::: BRANO DA LEGGERE

«Il costo della coesione dell’élite,è una distanza sempre maggiore tra chi governa e chi è governato. Serrando i ranghi, l’élite ha garantito che non ci fossero voci moderate di dissenso dall’ortodossia politica. La mancanza di un dissenso moderato ha dato vigore a gruppi come il gruppo lepinista».
La Repubblica, 25 maggio 2014
Un secolo fa l’Europa si lacerò in quella che, per un certo periodo, fu nota come la Grande Guerra - quattro anni di morte e devastazione senza precedenti. In seguito quel conflitto fu rinominato Prima guerra mondiale perché, a distanza di un quarto di secolo, l’Europa ci ricascò e ricominciò tutto daccapo.
Ciò, tuttavia, avvenne molto tempo fa. È difficile pensare alla guerra nell’Europa odierna, che si è unificata attorno ai valori democratici e ha intrapreso i suoi primi passi verso un’unione politica. Mentre sto scrivendo, in tutta Europa si stanno svolgendo elezioni, per scegliere non i governi nazionali, ma i membri del Parlamento europeo. È vero, il Parlamento ha poteri limitati, ma la sua esistenza è già un trionfo dell’idea europea. C’è un problema, però: si prevede che un’allarmante percentuale di voti andrà agli estremisti di destra, ostili a quei valori che hanno reso possibile indire quest’elezione. Mettiamola in questi termini: alcuni dei vincitori delle elezioni europee verosimilmente saranno pronti a schierarsi dalla parte di Vladimir Putin nella crisi dell’Ucraina.
In verità, il progetto europeo — una pace garantita da democrazia e prosperità — è nei guai. Il continente vive in pace, ma la prosperità sta venendo meno e così pure, in modo più impercettibile, la democrazia. Se l’Europa metterà il piede in fallo vi saranno ripercussioni per tutto il mondo.
Perché l’Europa è nei guai? Il problema più immediato è la sua scarsa performance economica. Si supponeva che l’euro, la valuta comune, potesse essere il punto culminante dell’integrazione economica. Invece, si è rivelato una trappola. Ha generato una pericolosa compiacenza, dato che gli investitori hanno versato contanti nell’Europa meridionale, senza prendersi cura dei rischi. Poi, quando il boom ha fatto cilecca, i paesi debitori si sono trovati con le mani legate, incapaci di recuperare la competitività perduta senza anni di disoccupazione a livelli da depressione. I problemi dell’euro sono stati inaspriti da una cattiva politica. I leader europei hanno insistito, e continuano contro ogni evidenza, che la crisi ha a che vedere con l’irresponsabilità fiscale, e hanno imposto un’austerità selvaggia che aggrava la situazione.

::::::
::: ESTRATTI DI DATI

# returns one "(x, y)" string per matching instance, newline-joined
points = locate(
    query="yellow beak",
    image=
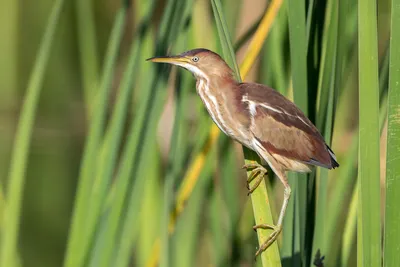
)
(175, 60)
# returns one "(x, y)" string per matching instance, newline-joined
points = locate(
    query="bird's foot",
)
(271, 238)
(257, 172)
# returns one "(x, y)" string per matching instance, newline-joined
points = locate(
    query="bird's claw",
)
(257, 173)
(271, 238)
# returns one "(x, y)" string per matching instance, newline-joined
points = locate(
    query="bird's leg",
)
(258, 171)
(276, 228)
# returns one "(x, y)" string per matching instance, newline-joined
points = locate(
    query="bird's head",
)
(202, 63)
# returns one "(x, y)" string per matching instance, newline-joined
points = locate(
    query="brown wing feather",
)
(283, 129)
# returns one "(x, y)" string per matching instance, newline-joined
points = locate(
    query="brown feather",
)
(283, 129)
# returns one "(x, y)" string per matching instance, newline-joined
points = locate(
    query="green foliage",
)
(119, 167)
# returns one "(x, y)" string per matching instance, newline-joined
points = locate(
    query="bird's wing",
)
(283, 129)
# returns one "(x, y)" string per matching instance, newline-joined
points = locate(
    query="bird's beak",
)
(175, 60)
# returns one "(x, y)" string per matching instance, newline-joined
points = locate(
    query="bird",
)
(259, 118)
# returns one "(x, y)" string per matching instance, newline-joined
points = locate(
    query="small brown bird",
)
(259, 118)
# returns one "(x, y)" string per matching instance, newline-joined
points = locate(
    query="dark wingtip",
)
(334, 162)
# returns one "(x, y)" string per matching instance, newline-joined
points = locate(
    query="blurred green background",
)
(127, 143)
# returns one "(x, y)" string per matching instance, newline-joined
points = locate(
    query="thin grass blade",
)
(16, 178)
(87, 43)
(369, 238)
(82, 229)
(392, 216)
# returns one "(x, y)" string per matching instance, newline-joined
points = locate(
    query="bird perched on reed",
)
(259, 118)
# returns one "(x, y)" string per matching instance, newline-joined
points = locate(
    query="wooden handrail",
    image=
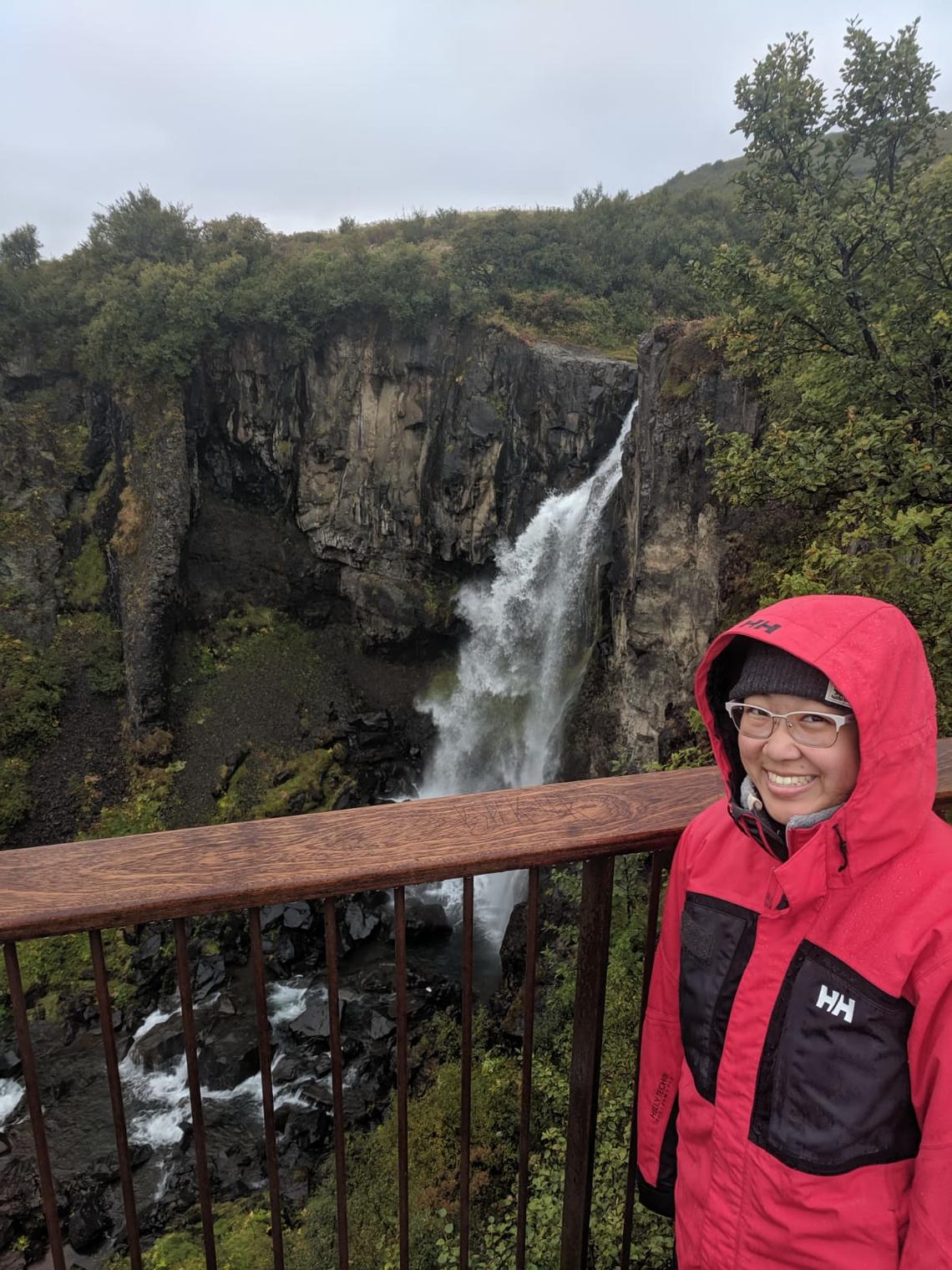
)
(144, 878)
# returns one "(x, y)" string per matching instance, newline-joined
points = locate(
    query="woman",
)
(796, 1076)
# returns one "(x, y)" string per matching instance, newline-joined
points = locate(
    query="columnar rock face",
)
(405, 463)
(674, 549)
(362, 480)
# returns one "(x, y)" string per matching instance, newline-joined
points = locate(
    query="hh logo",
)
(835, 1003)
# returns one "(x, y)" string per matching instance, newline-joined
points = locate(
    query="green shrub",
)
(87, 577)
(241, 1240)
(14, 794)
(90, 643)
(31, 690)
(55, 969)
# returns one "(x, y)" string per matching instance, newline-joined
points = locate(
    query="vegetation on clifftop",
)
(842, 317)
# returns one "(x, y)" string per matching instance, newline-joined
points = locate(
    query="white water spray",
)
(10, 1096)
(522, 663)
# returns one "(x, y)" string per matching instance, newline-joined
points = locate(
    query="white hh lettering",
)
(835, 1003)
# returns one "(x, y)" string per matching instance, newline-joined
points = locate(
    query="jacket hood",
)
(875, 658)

::::::
::: ESTRATTI DI DATI

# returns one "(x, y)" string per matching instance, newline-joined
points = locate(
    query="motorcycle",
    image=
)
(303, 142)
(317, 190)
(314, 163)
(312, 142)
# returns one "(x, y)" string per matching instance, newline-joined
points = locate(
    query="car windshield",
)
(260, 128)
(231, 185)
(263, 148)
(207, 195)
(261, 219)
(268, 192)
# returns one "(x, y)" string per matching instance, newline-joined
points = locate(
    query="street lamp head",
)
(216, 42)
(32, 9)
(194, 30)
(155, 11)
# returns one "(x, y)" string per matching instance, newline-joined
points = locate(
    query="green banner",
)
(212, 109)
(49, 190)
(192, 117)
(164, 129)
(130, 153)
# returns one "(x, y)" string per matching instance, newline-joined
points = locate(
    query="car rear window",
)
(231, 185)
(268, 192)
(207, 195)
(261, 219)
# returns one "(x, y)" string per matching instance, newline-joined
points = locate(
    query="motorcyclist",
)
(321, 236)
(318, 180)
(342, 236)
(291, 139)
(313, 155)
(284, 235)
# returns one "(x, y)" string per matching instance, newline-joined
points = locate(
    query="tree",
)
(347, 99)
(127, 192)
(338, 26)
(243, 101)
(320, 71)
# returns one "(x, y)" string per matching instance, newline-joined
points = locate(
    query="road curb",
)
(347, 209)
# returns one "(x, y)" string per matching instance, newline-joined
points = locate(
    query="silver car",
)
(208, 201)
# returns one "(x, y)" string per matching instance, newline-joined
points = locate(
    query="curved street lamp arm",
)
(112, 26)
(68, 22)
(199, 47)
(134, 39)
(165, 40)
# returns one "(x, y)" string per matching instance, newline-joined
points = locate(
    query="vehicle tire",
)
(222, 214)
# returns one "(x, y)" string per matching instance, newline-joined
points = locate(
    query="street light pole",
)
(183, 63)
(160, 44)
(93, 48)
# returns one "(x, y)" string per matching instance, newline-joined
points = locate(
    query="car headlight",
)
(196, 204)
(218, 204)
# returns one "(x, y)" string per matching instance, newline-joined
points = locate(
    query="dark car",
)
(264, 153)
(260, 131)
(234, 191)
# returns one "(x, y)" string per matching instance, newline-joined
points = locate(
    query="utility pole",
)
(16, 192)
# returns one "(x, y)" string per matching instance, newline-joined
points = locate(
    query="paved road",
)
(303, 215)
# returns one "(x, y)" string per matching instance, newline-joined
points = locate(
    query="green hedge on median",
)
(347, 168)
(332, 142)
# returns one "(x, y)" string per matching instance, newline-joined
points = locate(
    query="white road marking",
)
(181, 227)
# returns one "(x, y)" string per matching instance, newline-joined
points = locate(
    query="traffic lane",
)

::::::
::: ESTRATTI DI DATI

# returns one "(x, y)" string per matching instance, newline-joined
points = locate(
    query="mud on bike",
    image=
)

::::::

### COMPITO ASSEGNATO 1:
Riassumi in due frasi l'articolo sulla crisi europea.
### COMPITO ASSEGNATO 2:
Fornisci il seguito dell'articolo sulla crisi europea, partendo subito dopo la sua ultima frase.
I record non sono necessari.

### RISULTATO 1:
Un secolo dopo la Grande Guerra, l'Europa, unificata attorno ai valori democratici, vota per il Parlamento europeo, ma si prevede che molti voti vadano a estremisti di destra ostili a quei valori. Il progetto europeo è nei guai perché prosperità e democrazia vengono meno, soprattutto a causa dell'euro, rivelatosi una trappola, e dell'austerità selvaggia imposta dai leader europei, che aggrava la situazione.

### RISULTATO 2:
La buona notizia — beh, per modo di dire — è che malgrado i passi falsi l’euro tiene, e ciò sorprende molti analisti (compreso il sottoscritto) che pensavano potesse andare a pezzi. Come si spiega questa resilienza? In parte col fatto che la Banca centrale europea ha tranquillizzato i mercati promettendo che avrebbe fatto «tutto ciò che era necessario » per salvare l’euro. Al di là di ciò, tuttavia, l’élite europea resta dedita a questo progetto, e finora nessun governo è stato disposto a uscire dai ranghi.
Il costo della coesione dell’élite, tuttavia, è una distanza sempre maggiore tra chi governa e chi è governato. Serrando i ranghi, l’élite ha garantito che non ci fossero voci moderate di dissenso dall’ortodossia politica. La mancanza di un dissenso moderato ha dato vigore a gruppi come il Front National francese, la cui candidata di punta per il Parlamento europeo denuncia «un’élite tecnocratica al servizio dell’America e dell’oligarchia finanziaria europea».
L’amaro paradosso, però, è che questa élite europea non è affatto tecnocratica. La creazione dell’euro aveva a che vedere con la politica e l’ideologia, non era una risposta a una puntuale analisi economica (che fin dall’inizio indicava che l’Europa non era pronta per una valuta comune). Lo stesso vale per la svolta verso l’austerità: qualsiasi ricerca economica che si presumeva giustificasse quella svolta è stata smentita, ma le politiche non sono cambiate. Oltretutto, l’abitudine di mascherare l’ideologia da competenza, di fingere che quello che vuole fare è quello che deve essere fatto, ha dato luogo a un deficit di legittimazione. L’influenza dell’élite riposa sull’assunto di una competenza superiore. Quando queste presunte dichiarazioni di competenza sono smascherate, non rimane nient’altro.
Finora l’élite è riuscita a tenere tutto assieme, ma non sappiamo quanto a lungo potrà durare, e negli schieramenti ci sono alcuni soggetti che incutono paura. Se saremo fortunati - e se i funzionari della Banca centrale europea agiranno con sufficiente coraggio contro la crescente minaccia di deflazione - nei prossimi anni potremmo assistere a una certa ripresa economica. Ciò, a sua volta, potrebbe concedere un margine di respiro all’intero progetto europeo.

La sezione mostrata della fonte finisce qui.